- [What the task asks] Each line that contains the word "beam" is to be copied from the records below.

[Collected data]
=== Section Start ===
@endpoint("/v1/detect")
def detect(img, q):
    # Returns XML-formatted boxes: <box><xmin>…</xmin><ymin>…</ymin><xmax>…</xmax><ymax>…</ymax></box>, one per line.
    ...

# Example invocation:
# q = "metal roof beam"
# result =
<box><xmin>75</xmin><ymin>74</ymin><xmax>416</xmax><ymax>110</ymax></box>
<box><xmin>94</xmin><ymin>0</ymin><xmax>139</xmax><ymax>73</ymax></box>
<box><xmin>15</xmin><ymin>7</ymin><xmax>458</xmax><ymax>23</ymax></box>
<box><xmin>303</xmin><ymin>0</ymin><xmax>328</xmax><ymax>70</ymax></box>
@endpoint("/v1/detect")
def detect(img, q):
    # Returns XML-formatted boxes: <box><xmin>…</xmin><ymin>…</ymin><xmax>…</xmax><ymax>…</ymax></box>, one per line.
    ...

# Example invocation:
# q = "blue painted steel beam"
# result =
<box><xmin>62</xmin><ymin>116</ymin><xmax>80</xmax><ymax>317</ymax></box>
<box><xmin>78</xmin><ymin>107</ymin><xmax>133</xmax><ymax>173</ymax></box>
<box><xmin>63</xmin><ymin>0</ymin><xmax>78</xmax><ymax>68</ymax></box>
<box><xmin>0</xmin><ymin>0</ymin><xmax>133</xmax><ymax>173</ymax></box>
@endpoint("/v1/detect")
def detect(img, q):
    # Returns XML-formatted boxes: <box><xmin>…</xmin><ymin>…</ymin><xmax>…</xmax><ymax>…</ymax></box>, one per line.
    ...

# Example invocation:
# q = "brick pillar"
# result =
=== Section End ===
=== Section Start ===
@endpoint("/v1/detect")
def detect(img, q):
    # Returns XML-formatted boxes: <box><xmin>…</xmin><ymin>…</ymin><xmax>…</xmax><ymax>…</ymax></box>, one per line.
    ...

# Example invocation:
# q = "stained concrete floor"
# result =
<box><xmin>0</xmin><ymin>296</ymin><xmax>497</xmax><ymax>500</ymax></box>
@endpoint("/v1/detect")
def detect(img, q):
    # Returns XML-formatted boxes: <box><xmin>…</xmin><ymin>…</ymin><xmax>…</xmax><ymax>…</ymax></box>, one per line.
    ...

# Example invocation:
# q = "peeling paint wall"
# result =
=== Section End ===
- [Written solution]
# q = "metal roof beam"
# q = "blue painted steel beam"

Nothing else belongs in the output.